§ **RECORDS SHOWN**
— BEGIN —

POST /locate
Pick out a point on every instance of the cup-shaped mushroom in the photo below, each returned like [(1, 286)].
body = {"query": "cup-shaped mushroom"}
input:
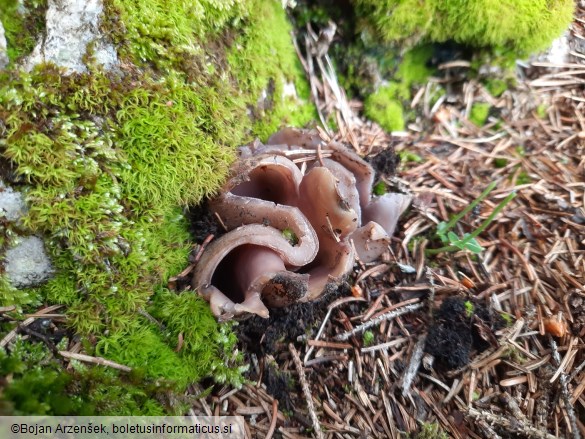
[(242, 269)]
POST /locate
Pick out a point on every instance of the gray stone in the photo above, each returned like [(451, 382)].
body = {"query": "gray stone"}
[(3, 54), (70, 26), (12, 205), (27, 264)]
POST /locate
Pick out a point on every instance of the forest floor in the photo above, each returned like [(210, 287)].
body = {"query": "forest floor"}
[(504, 356)]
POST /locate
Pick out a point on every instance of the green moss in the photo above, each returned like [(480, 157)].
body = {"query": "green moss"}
[(409, 157), (263, 60), (39, 385), (469, 308), (368, 338), (496, 86), (431, 431), (413, 68), (23, 21), (385, 108), (109, 163), (541, 111), (479, 113), (523, 26), (500, 163)]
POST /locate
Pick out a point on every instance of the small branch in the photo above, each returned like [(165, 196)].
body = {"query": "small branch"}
[(306, 391), (273, 421), (388, 316), (413, 365), (95, 360), (512, 426), (565, 390)]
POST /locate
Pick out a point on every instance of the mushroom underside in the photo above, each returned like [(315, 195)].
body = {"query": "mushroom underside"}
[(291, 233)]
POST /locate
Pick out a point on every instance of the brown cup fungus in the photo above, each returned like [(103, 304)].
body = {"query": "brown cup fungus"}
[(298, 211)]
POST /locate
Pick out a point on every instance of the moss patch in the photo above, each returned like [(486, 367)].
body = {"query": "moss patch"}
[(479, 113), (23, 21), (522, 26), (107, 163), (384, 108)]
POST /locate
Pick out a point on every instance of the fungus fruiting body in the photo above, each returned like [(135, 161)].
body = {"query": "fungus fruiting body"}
[(296, 185)]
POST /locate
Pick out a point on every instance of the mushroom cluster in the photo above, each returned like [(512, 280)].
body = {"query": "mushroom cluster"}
[(298, 211)]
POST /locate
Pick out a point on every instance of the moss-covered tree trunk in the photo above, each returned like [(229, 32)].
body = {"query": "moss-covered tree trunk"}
[(115, 116)]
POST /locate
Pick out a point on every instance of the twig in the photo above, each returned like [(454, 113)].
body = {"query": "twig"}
[(388, 316), (565, 390), (413, 365), (512, 426), (274, 419), (306, 391)]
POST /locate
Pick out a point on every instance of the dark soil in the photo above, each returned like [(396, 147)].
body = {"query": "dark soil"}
[(460, 326)]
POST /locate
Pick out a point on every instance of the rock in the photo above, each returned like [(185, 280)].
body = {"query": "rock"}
[(12, 205), (3, 54), (70, 26), (27, 264)]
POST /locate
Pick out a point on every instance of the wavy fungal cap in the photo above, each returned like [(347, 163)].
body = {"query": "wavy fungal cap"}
[(299, 211)]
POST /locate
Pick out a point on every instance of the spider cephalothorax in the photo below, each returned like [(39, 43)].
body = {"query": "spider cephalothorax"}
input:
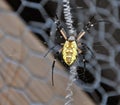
[(72, 48)]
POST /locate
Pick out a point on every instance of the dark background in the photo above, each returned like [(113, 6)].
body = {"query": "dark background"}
[(103, 72)]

— END —

§ **SET PROBLEM**
Every record above should come back exactly, but without its pictures.

§ **RESPONSE TO THE TASK**
POST /locate
Pick out a point on every instance of the cup-shaped mushroom in the photo below, each returned like [(1, 286)].
body = {"query": "cup-shaped mushroom"}
input:
[(242, 269)]
POST /locate
Pick out a point on every instance of the gray stone in the photo above, each returned like [(451, 382)].
body = {"query": "gray stone"}
[(3, 54), (70, 26), (12, 205), (27, 264)]
POST /locate
Pick out a point on every instance of the forest floor in the photo above, each returned like [(210, 287)].
body = {"query": "forest floor"}
[(504, 356)]
POST /locate
Pick out a point on every instance of the green moss in the photo above, each returned like [(480, 157)].
body = {"query": "green moss"}
[(409, 157), (263, 60), (39, 385), (469, 308), (368, 338), (496, 86), (431, 431), (413, 68), (23, 21), (385, 108), (109, 163), (541, 111), (479, 113), (523, 26), (500, 163)]
POST /locate
Pick out a point on every instance of the small branch in the photo above, each returned like [(165, 196)].
body = {"query": "small branch"}
[(306, 391), (273, 421), (388, 316), (413, 365), (95, 360), (512, 426), (565, 390)]
POST /locate
Pick out a point on every instance of the mushroom underside in the photo above, each returned like [(315, 195)].
body = {"query": "mushroom underside"}
[(291, 233)]
POST /locate
Pick out a point on every instance of the brown cup fungus in the photo above, each returned like [(103, 304)].
body = {"query": "brown cup fungus"}
[(298, 211)]
POST /locate
Pick out a point on every instance of the moss patch in the photo above, each returned like [(486, 367)].
body = {"query": "moss patch"}
[(479, 113), (23, 21), (522, 26), (107, 163), (384, 108)]
POST /locate
Pick out a point on every instance of the fungus fruiting body in the photo above, each returned like [(135, 161)].
body = {"query": "fungus fruiting body"}
[(296, 185)]
POST /locate
Pick out a point on every instance of the mushroom cluster in the photo above, each returned like [(512, 280)].
body = {"query": "mushroom cluster"}
[(298, 211)]
POST /locate
Pick out a point on every instance of the moss-covered tree trunk in the photo above, each returned like [(229, 32)].
body = {"query": "moss-covered tree trunk"}
[(115, 116)]
POST /locate
Pick out a point on every instance of the twig in the photo above, each returned like [(454, 113)].
body = {"query": "twig"}
[(388, 316), (565, 390), (413, 365), (512, 426), (274, 419), (306, 391)]
POST /locate
Pick out a point on every instance of the dark soil in the photo above, each returned like [(396, 147)].
body = {"query": "dark soil"}
[(460, 326)]
POST /locate
Pick out a point on every instance of the rock in the photo above, each returned like [(185, 280)].
body = {"query": "rock"}
[(12, 205), (3, 54), (70, 26), (27, 264)]
POST /locate
Pick out a point on every instance of the wavy fungal cap in the photo above, each returned like [(347, 163)].
body = {"query": "wavy fungal cap"}
[(299, 211)]
POST /locate
Pick out a point on every instance of the spider cephalothorax in the photo below, each returned like [(39, 43)].
body = {"query": "spider cephalothorax"}
input:
[(72, 48)]
POST /locate
Pick out a point on every instance of the dark background in the photo above, each returned like [(113, 6)].
body = {"query": "dark background"}
[(103, 72)]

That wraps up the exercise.